**TASK INSTRUCTIONS**
An exact transcription is needed, beginning at the line with "on the central" and ending at the last line of the listing, with pictures left out and nothing else added.

**PROVIDED DATA**
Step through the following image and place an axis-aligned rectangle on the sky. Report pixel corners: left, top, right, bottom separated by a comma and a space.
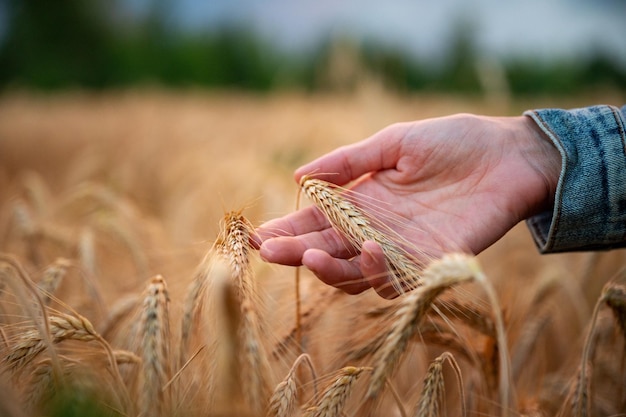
124, 0, 626, 67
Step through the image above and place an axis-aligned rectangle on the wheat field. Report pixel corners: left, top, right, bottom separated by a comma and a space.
0, 89, 625, 417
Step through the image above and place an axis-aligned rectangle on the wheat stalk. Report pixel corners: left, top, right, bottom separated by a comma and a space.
367, 254, 478, 399
0, 326, 8, 350
138, 274, 171, 417
300, 176, 426, 294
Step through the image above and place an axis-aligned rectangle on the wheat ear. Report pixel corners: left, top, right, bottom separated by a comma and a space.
5, 312, 125, 382
300, 176, 425, 294
566, 281, 626, 417
0, 254, 61, 377
413, 351, 466, 417
367, 254, 478, 399
216, 210, 271, 415
304, 366, 368, 417
37, 258, 71, 306
4, 310, 131, 414
267, 353, 317, 417
23, 356, 78, 412
179, 250, 215, 367
138, 275, 171, 417
602, 282, 626, 337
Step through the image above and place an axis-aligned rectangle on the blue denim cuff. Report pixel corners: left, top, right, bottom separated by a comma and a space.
523, 105, 626, 252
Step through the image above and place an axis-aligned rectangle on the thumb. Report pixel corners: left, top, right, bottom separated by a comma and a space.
294, 124, 404, 186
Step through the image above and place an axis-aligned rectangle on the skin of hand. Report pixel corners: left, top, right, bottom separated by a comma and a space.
256, 113, 562, 298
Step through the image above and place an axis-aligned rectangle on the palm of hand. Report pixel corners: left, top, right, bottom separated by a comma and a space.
259, 114, 558, 297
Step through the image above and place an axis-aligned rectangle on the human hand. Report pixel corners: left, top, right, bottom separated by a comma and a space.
256, 114, 561, 298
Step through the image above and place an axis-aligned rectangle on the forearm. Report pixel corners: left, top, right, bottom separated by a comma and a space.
524, 105, 626, 252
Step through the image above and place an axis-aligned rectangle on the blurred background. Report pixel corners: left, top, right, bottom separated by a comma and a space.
0, 0, 625, 96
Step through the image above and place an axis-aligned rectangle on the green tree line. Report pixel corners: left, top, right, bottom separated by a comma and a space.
0, 0, 624, 94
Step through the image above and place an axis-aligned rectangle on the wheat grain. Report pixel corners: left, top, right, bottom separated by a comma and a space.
300, 176, 426, 294
113, 349, 141, 365
367, 254, 478, 399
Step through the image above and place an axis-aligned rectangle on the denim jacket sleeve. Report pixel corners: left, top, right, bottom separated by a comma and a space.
523, 104, 626, 253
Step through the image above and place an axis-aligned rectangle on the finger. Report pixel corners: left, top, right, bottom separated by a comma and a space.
361, 240, 399, 299
302, 249, 371, 295
294, 124, 404, 186
259, 228, 358, 266
255, 205, 329, 245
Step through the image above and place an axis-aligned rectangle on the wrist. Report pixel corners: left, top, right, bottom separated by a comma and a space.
516, 115, 562, 216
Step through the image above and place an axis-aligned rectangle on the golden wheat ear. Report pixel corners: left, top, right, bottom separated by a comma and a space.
179, 249, 216, 368
412, 352, 466, 417
304, 366, 368, 417
366, 254, 478, 399
138, 274, 171, 417
562, 280, 626, 417
299, 175, 425, 295
215, 210, 272, 415
266, 353, 317, 417
602, 282, 626, 337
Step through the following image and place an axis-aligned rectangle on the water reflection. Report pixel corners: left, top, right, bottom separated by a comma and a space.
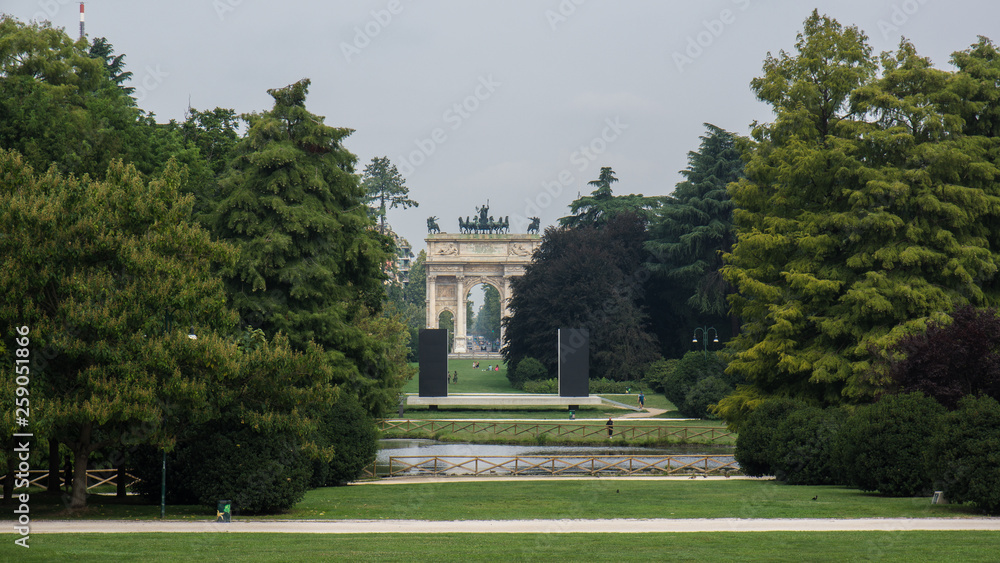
378, 439, 732, 461
377, 439, 737, 476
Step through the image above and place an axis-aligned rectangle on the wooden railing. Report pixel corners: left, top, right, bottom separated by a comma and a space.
379, 419, 735, 443
1, 468, 141, 492
364, 455, 739, 478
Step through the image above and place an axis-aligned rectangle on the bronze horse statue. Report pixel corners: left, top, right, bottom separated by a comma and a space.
527, 216, 540, 234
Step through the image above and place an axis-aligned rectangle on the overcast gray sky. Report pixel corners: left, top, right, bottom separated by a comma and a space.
6, 0, 998, 252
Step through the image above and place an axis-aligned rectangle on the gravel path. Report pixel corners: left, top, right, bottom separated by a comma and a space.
25, 517, 1000, 534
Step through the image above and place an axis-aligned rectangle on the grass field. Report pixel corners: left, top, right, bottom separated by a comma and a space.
14, 364, 990, 559
9, 477, 997, 560
400, 360, 517, 395
4, 531, 1000, 562
19, 479, 978, 521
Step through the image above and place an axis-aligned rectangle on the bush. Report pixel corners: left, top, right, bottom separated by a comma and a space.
681, 376, 732, 419
519, 377, 642, 394
508, 357, 548, 389
309, 394, 378, 487
771, 406, 847, 485
130, 423, 312, 514
930, 395, 1000, 514
836, 392, 946, 497
589, 378, 638, 394
642, 358, 677, 393
734, 398, 808, 477
522, 379, 558, 393
662, 351, 730, 415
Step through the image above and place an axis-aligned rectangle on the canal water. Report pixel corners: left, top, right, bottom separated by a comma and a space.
377, 439, 736, 476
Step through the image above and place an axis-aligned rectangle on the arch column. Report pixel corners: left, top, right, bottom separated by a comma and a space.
426, 274, 438, 328
454, 274, 467, 353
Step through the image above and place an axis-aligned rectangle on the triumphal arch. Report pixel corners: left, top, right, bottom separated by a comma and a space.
425, 226, 541, 354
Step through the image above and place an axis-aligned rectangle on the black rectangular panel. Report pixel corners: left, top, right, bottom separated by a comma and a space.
419, 329, 449, 397
558, 328, 589, 397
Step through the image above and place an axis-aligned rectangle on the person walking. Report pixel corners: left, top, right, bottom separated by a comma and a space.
606, 416, 614, 439
638, 392, 645, 410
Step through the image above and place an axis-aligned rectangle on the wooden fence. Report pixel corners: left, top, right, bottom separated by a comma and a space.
1, 468, 141, 492
364, 455, 738, 478
379, 419, 735, 443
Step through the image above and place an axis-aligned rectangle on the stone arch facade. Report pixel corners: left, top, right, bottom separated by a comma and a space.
425, 233, 541, 354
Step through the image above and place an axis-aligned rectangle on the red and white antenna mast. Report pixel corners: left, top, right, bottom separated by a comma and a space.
79, 3, 85, 41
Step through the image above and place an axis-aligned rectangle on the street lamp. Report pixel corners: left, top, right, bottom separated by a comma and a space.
161, 309, 197, 519
692, 326, 719, 359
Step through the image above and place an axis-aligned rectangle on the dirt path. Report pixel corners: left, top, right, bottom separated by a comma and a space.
616, 407, 667, 418
24, 517, 1000, 534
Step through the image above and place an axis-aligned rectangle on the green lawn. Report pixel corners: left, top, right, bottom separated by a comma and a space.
4, 532, 1000, 562
285, 479, 979, 521
20, 479, 978, 522
401, 360, 518, 395
9, 480, 997, 561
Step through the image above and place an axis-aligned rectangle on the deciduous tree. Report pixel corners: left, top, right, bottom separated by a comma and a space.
0, 150, 237, 508
502, 213, 659, 380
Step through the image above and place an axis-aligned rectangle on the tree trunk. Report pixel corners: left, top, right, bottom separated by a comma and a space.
69, 423, 92, 509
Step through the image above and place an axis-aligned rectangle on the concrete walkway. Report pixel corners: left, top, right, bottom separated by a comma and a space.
617, 407, 667, 418
24, 517, 1000, 534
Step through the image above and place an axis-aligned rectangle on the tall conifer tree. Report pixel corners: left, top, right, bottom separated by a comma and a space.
213, 79, 402, 415
719, 13, 1000, 422
647, 124, 743, 318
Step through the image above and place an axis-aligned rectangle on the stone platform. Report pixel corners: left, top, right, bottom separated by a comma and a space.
406, 393, 603, 409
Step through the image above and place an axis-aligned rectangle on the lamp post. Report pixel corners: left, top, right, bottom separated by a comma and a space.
692, 326, 719, 359
161, 308, 197, 519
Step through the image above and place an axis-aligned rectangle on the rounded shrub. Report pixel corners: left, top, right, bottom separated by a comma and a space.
681, 376, 732, 419
643, 358, 677, 394
183, 426, 312, 514
129, 423, 312, 514
662, 351, 728, 415
930, 395, 1000, 514
310, 393, 379, 487
508, 357, 548, 389
771, 406, 847, 485
836, 392, 946, 497
734, 397, 808, 477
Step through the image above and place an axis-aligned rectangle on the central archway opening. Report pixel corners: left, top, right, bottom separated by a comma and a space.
467, 283, 501, 353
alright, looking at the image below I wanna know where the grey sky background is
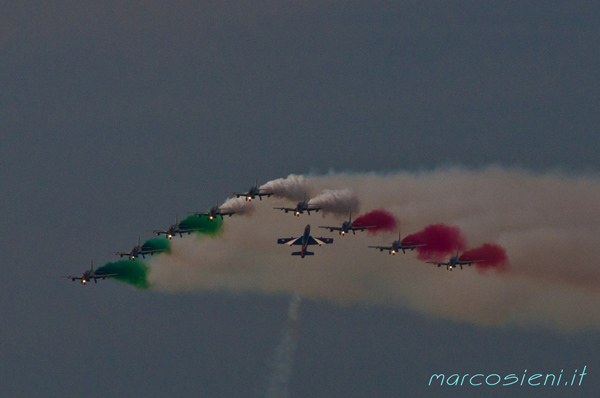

**ANSWER AREA**
Step through the image above and place an axis-aligned rectangle on the central archway opening. Report pixel corners: left, top, right, bottom separated by a comma and a space.
467, 283, 501, 353
alright, looking at the image below I wanna know where the grey sky background is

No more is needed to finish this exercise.